→ Provided records:
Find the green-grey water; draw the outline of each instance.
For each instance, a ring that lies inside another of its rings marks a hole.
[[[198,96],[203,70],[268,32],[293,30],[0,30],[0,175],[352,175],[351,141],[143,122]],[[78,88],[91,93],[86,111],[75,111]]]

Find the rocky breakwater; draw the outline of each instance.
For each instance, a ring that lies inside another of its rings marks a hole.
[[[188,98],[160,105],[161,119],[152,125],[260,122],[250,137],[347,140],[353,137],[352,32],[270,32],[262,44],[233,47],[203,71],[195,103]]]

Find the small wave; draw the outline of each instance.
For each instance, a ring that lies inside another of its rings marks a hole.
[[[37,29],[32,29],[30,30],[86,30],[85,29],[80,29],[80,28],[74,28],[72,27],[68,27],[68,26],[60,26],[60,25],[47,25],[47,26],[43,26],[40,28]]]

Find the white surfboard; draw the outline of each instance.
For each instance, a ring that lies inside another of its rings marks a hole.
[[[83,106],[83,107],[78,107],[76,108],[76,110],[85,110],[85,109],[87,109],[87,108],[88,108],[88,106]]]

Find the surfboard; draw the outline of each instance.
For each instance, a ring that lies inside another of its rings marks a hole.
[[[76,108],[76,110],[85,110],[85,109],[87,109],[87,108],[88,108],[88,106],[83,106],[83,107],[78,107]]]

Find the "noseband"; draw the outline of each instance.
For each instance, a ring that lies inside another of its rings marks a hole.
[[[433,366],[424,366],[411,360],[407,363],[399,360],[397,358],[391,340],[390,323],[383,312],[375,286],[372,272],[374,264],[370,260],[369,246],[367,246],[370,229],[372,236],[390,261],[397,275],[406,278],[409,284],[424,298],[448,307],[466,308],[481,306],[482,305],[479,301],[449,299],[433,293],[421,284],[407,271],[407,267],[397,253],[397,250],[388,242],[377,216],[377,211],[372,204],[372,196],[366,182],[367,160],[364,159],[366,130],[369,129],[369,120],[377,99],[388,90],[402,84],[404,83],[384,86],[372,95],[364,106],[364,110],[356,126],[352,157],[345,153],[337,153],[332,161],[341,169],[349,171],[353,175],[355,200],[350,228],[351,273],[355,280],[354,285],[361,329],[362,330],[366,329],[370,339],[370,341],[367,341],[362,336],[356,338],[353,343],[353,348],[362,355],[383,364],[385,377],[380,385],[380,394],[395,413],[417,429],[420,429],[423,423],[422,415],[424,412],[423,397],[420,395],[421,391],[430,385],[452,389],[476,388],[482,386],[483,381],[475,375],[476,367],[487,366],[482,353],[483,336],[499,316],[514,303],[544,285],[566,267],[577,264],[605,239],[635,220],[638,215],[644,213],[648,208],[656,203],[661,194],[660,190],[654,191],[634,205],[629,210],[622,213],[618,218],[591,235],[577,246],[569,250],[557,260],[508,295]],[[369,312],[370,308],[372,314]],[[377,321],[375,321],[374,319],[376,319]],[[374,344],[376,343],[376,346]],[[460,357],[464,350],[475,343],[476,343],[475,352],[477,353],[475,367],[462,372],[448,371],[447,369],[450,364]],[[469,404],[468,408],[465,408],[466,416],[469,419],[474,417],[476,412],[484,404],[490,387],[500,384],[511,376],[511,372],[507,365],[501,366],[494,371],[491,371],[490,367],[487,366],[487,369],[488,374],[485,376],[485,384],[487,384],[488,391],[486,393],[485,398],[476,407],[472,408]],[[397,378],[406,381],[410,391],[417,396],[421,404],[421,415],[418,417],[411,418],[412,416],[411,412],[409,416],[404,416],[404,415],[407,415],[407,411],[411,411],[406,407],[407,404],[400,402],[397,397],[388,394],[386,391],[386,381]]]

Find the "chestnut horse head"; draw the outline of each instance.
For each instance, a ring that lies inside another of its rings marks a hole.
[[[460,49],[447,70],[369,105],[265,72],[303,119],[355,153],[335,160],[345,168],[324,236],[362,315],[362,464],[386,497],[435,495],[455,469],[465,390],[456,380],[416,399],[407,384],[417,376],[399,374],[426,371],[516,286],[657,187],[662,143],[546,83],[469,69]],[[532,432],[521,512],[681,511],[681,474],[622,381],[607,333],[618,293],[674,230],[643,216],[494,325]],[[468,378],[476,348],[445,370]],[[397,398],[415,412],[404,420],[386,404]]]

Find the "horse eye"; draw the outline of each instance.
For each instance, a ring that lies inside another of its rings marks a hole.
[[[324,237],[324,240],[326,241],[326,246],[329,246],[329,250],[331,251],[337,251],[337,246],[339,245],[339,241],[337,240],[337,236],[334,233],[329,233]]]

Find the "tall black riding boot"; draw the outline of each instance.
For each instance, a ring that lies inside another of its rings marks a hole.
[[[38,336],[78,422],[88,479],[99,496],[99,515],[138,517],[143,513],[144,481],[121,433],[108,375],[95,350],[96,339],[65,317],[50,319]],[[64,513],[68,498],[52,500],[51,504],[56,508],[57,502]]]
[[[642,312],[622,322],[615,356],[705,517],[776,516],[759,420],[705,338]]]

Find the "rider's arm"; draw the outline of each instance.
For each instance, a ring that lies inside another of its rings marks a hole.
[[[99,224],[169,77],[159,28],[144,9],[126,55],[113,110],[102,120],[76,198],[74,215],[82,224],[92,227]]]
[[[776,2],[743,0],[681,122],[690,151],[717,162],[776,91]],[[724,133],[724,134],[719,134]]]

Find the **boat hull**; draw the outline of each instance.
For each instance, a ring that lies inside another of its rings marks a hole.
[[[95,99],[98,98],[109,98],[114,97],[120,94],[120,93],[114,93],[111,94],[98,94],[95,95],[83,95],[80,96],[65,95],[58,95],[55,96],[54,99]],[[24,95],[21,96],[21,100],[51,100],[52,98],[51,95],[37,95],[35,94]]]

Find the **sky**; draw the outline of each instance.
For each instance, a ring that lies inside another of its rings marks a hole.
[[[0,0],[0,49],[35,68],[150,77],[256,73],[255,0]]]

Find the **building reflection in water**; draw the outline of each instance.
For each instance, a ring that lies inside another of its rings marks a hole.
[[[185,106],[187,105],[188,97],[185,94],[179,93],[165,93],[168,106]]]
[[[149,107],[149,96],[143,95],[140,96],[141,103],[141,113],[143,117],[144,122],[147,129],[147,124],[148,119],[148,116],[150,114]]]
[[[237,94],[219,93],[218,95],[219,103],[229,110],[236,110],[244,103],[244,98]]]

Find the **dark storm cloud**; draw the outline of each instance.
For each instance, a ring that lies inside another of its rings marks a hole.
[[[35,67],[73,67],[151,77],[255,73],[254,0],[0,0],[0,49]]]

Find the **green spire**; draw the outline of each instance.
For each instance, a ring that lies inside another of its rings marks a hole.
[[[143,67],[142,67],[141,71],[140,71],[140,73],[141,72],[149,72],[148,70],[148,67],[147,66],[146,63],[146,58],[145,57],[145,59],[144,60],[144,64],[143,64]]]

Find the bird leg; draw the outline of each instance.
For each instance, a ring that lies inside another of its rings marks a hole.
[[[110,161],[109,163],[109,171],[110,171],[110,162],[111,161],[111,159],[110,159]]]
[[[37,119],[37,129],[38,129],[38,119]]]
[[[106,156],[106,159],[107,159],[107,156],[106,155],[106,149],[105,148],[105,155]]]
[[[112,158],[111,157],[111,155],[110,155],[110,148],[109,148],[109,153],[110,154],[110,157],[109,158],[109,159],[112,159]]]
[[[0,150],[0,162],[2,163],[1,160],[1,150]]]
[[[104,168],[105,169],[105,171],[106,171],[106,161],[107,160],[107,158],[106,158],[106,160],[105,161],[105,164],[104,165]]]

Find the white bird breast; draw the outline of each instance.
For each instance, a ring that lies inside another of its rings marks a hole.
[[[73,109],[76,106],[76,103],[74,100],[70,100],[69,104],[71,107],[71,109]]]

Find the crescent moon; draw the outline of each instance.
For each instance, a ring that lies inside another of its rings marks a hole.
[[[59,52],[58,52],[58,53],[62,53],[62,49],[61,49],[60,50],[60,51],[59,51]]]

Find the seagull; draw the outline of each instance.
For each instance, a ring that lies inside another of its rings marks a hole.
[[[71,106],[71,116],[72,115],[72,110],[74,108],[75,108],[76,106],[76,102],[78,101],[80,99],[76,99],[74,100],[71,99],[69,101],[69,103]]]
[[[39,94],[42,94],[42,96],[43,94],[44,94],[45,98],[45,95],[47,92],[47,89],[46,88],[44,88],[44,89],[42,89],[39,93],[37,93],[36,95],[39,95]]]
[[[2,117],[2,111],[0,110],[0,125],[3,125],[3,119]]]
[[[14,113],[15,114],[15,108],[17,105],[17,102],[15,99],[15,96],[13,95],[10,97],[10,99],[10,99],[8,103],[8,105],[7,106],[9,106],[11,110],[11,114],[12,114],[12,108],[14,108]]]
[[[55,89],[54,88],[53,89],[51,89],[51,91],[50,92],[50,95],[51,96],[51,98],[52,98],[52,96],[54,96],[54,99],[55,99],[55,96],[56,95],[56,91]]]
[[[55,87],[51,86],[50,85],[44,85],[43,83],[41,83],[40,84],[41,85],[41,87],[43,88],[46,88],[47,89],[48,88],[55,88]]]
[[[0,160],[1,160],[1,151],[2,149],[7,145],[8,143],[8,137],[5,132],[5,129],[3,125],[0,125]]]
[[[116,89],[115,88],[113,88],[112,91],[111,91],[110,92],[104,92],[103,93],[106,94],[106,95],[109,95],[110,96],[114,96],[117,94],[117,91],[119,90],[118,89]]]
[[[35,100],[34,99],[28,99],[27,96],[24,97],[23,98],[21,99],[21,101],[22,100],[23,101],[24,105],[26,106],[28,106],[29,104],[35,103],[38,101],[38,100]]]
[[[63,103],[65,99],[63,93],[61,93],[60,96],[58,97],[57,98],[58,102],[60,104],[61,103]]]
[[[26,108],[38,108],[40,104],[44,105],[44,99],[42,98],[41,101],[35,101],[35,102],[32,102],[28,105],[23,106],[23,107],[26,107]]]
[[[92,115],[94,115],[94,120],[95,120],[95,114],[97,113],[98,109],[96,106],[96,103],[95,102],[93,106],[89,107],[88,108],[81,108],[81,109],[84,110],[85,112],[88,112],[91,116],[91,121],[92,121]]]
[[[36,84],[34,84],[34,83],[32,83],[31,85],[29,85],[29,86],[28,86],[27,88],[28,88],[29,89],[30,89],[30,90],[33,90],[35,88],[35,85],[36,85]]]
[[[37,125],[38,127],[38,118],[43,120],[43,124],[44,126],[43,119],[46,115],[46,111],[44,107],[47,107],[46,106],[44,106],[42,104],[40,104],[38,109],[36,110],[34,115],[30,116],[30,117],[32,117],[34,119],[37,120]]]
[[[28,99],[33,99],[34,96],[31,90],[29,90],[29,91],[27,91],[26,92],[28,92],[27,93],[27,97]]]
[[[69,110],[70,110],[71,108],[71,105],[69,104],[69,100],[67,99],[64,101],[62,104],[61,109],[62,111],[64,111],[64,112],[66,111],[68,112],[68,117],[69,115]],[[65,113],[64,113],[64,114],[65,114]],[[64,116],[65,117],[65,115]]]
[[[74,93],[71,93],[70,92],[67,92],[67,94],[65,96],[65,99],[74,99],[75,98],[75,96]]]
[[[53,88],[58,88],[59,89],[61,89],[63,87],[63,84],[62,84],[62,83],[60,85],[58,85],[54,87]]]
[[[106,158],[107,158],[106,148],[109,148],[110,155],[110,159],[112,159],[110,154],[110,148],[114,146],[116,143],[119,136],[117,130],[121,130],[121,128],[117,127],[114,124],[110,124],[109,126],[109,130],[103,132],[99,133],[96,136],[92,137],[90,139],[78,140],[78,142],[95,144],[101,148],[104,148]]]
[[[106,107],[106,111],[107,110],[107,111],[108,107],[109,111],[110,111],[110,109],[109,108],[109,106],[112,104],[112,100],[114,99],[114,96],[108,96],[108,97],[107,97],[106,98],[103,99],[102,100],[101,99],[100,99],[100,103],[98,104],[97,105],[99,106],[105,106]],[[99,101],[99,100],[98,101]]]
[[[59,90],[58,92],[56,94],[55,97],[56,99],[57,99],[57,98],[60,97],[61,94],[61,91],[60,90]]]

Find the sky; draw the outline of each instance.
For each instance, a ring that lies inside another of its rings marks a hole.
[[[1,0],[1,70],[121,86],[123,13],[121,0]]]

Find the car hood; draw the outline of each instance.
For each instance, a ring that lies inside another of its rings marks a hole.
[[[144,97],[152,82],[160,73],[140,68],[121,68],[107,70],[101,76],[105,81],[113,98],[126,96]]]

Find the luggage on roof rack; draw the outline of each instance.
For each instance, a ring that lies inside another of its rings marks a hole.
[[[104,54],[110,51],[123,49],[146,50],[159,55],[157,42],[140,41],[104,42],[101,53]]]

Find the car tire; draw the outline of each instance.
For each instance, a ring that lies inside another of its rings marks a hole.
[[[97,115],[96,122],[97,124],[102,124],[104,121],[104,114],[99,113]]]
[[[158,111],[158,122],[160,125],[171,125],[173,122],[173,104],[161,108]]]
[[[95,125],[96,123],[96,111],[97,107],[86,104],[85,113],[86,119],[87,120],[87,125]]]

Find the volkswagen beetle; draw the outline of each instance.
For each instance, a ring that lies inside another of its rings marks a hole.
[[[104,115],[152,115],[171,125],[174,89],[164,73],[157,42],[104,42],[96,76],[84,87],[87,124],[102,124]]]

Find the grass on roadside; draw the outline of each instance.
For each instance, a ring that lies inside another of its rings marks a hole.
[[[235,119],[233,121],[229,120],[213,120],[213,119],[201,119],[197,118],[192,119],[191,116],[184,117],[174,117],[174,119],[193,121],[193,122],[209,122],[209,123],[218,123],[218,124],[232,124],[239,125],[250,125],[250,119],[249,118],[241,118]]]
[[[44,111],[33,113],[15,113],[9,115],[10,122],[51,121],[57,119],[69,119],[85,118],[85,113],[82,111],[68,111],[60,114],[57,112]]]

→ What is required: Reproduce the lines of the entries above exactly, but only from the line containing "Find the volkswagen" through the final line.

→ Result of this exercise:
Find the volkswagen beetle; draw the outline of each instance.
For each instance, a ring that lies inside another of its rings marks a hole.
[[[104,115],[152,115],[171,125],[174,89],[164,73],[157,42],[104,42],[96,76],[84,87],[87,124],[102,124]]]

Find the grass on roadside; draw the outline of each instance.
For each instance, a ring that lies inside another of its rings marks a hole.
[[[235,119],[233,121],[229,120],[213,120],[213,119],[201,119],[197,118],[192,119],[191,116],[184,117],[174,117],[174,119],[193,121],[193,122],[209,122],[209,123],[218,123],[218,124],[232,124],[239,125],[250,125],[250,119],[249,118],[241,118]]]
[[[44,111],[33,113],[15,113],[9,115],[10,122],[51,121],[57,119],[69,119],[85,118],[85,113],[82,111],[68,111],[60,114],[57,112]]]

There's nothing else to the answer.